Posted on 09/19/2018 7:00:22 AM PDT by marshmallow
Forty-nine times the Bible mentions a perfect, pure blue, a color so magnificent and transcendent that it was all but impossible to describe.
Yet, for most of the last 2,000 years, nobody has known exactly what biblical blue called tekhelet in Hebrew actually looked like or how it could be re-created.
At the time of the Second Temple, which towered above Jerusalem until it was destroyed by the Romans, a blue dye of the same name was used to color the fabric used in the clothing of the high priests. Jewish men are still commanded to use a tekhelet-tinted thread in the knotted fringes of their prayer shawls, though what that might look like remained unclear for years.
Maimonides, the medieval Sephardic philosopher, described tekhelet as being the color of the clear noonday sky.
Rashi, the 11th century French rabbi and scholar, said it was the color of the evening sky.
Tekhelet was the most prized color you could attain, says Amanda Weiss, director of Jerusalems Bible Lands Museum.
A possible clue to the ingredients that combined to make tekhelet came from the Talmud, the canonical body of rabbinic texts, in which a man named Abaye asked an elder this thread of tekhelet, how do you dye it? He was told that the blood of the snail and chemicals (apparently caustic soda or sodium carbonate) had to be boiled together to create the dye.
It was not much to go on.
(Excerpt) Read more at latimes.com ...
Thank you for the links.
Very interesting.
:)
I researched and presented a whole class on techeyles once. Of course you probably know that there is an orthodox, though minority, opinion that the correct crustacean has been found and the blue dyed tzitzis can be seen again.
And Sunken Civ’s article is the murex snail, I believe. What the modern researchers found is that exposing the blood (or bile) mixture of the snail to sunlight for longer times made it shift from reddish purple to the beautiful blue seen in the link.

# # # # #

**AIM A**
Recast the records below as a Markdown table with the columns Row and Line. Give each non-blank line its own row and number it.

# # # # #

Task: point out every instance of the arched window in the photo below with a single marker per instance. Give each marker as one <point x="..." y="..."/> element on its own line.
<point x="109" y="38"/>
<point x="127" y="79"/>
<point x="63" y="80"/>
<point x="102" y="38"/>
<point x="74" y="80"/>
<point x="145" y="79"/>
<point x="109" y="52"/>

# # # # #

**AIM B**
List every person the tekhelet text names by a personal name, leaving out forum usernames.

**TASK ANSWER A**
| Row | Line |
|---|---|
| 1 | Task: point out every instance of the arched window in the photo below with a single marker per instance. Give each marker as one <point x="..." y="..."/> element on its own line. |
| 2 | <point x="109" y="38"/> |
| 3 | <point x="127" y="79"/> |
| 4 | <point x="63" y="80"/> |
| 5 | <point x="102" y="38"/> |
| 6 | <point x="74" y="80"/> |
| 7 | <point x="145" y="79"/> |
| 8 | <point x="109" y="52"/> |

**TASK ANSWER B**
Maimonides
Rashi
Amanda Weiss
Abaye